ACTIVITY LIST ->
**a)** In the advice column post, what time is the writer's daily deadline?
**b)** Could you copy the advice column post between "OK, on to the" and "dealing with IN-LAWS.", inclusive?
**c)** Can you write what comes next in the advice column post, picking up after its last sentence?

DOCUMENT SEGMENT ->
Content starts

Yes, I do want a pat on the back for doing my damned job. I know, I know, that's niggerish. See, I'm required to do one web post a week on Tuesday's with my advice column. Somehow, before I got into a relationship, this was easy to do. Now, with a lady love and a demanding work schedule, Uncle Kathy is busier than a one legged man in an ass kicking contest. I love you guys, Uncle Kathy really has grown fond of everyone who reads the website and sends me notes on a regular basis, but you all are going to have to be patient with me as Stella gets her groove back. I'm almost there! My deadline is 2 p.m. every day, so this week, and last week, I was a little tardy. But I'm here.
OK, on to the job at hand. Uncle Kathy received notes from a few folks this week that needed my help. Some of them I responded to personally, but this one I felt like I had to share with everyone. Especially since it's something I'm dealing with IN-LAWS.

Content ends

RECORDS ->

Content starts

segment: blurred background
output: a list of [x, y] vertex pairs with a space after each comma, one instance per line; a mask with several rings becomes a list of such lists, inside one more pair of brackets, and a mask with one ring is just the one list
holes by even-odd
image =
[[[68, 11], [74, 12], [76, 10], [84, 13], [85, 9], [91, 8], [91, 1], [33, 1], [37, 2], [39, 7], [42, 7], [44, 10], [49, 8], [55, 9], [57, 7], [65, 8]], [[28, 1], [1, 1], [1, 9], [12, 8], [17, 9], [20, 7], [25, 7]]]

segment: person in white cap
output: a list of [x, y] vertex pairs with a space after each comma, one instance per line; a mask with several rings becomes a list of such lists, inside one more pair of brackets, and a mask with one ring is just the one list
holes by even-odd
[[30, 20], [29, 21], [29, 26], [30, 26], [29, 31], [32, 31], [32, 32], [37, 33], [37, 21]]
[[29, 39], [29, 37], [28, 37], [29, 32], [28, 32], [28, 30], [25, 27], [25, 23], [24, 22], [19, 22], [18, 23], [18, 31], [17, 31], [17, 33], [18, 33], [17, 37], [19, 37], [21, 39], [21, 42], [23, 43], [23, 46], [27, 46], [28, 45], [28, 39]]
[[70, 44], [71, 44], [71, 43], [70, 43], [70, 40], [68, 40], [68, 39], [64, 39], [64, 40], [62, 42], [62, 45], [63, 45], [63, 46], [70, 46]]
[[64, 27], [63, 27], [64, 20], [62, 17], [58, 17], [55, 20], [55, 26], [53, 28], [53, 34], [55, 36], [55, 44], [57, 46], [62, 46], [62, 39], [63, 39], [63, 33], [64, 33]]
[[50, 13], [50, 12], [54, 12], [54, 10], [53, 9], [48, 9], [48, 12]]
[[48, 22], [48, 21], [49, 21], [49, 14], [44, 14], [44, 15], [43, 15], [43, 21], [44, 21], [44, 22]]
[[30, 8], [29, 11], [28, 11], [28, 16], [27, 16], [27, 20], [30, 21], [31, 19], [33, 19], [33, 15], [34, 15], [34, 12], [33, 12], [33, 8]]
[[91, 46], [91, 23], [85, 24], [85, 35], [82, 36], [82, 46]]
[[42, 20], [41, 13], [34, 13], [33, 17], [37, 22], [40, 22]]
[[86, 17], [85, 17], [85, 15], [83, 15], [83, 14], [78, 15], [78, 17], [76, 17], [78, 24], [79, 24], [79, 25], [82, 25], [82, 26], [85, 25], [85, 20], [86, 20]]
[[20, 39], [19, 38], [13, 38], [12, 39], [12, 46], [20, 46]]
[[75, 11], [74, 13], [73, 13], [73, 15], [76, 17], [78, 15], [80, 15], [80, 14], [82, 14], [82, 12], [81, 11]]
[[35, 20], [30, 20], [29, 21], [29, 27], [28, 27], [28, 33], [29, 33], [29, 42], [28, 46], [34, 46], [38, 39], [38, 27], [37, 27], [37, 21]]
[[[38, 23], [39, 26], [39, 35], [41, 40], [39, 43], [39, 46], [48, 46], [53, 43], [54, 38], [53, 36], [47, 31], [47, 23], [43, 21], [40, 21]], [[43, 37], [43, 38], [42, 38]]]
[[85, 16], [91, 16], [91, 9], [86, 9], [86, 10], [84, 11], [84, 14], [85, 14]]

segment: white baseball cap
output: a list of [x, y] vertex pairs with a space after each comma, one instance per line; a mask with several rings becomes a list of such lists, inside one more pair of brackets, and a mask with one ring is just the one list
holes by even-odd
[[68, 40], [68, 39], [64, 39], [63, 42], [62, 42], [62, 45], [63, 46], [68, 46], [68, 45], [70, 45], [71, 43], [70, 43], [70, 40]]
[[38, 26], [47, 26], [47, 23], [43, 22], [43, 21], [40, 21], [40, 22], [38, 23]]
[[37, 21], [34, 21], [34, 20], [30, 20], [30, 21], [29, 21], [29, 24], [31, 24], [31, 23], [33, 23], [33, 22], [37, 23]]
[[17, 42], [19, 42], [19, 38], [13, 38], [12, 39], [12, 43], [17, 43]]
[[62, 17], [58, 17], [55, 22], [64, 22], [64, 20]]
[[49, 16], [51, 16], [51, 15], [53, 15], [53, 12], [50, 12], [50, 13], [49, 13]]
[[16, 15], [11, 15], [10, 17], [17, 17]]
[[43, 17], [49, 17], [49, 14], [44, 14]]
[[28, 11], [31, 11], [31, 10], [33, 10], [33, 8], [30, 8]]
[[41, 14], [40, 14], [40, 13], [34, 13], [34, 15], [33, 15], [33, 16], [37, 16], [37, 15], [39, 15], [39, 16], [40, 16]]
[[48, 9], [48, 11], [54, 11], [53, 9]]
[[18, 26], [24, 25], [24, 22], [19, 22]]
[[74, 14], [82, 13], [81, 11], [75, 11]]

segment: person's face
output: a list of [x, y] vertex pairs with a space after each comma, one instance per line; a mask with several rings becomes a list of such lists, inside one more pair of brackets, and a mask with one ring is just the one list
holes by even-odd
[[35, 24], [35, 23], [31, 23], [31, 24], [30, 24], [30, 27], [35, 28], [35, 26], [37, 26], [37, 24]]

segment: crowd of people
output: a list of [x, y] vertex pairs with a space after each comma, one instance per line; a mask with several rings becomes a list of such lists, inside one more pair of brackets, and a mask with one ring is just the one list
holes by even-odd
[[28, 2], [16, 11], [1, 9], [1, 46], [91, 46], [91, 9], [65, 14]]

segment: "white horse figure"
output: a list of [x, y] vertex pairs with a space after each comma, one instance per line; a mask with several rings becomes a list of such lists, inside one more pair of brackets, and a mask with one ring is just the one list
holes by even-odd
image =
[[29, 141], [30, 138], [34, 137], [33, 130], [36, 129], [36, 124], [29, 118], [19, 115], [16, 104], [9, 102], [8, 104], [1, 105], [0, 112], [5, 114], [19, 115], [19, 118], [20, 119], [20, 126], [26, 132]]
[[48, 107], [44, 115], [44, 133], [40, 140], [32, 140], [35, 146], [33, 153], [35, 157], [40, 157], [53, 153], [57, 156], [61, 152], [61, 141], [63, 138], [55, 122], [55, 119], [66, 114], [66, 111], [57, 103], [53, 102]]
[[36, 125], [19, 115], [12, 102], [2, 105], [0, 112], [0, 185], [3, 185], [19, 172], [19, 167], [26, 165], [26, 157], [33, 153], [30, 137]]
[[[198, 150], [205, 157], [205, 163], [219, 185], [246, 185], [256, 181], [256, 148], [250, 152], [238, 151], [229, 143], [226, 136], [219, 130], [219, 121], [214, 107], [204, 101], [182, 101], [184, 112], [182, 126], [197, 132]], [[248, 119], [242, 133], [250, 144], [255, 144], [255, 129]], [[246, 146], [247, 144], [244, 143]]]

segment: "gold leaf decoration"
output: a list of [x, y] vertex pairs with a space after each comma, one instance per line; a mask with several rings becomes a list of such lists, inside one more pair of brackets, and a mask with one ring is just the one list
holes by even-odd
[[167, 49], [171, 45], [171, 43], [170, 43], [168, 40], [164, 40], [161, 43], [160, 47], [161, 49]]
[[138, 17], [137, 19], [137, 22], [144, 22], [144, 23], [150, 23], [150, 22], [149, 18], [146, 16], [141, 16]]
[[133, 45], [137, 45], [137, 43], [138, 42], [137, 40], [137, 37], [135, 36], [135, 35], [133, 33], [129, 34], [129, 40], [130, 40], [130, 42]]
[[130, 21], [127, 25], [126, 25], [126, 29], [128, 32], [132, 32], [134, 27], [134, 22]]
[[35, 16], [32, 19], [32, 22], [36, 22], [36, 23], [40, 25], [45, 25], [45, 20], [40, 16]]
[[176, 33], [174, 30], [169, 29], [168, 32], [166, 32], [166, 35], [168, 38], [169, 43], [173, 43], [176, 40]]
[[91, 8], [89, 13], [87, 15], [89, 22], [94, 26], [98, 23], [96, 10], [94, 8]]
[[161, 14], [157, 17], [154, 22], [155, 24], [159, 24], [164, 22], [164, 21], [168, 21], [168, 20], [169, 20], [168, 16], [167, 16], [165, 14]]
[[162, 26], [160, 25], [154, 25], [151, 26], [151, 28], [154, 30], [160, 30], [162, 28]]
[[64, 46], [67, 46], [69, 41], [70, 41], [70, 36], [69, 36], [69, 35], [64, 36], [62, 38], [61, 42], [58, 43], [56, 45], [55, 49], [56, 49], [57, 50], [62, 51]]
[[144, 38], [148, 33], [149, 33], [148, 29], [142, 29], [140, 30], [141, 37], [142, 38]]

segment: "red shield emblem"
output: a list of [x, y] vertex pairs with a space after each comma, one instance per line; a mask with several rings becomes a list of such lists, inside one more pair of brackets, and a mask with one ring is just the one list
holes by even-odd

Content ends

RESULTS FOR THE EXERCISE ->
**a)** 2 p.m.

**b)**
OK, on to the job at hand. Uncle Kathy received notes from a few folks this week that needed my help. Some of them I responded to personally, but this one I felt like I had to share with everyone. Especially since it's something I'm dealing with IN-LAWS.

**c)**
Dear Uncle Kathy,
My wife and I have been married for seven years now, and no matter what I do, it's never good enough because it doesn't measure up to her father. She is a "daddy's girl" and whatever her father says is BOND. Her father and I have a good relationship and he is a really good grandfather to our three children (we have two girls and one boy), but I constantly feel like I'm standing in his shadows. When I do something, like make a large purchase, she second guesses me and goes behind my back and calls her father. I only know this because when her father and I talk, he mentions it to me. For instance, I got a new mini-van for my family, since the girls are enrolled in dance and our son is playing soccer. She talked to her father about it and he suggested (through my wife) that I should have gotten a Honda Odyssey instead of the Chrysler Town & Country. How do I politely put my father in law in his place and not cause a riff between us?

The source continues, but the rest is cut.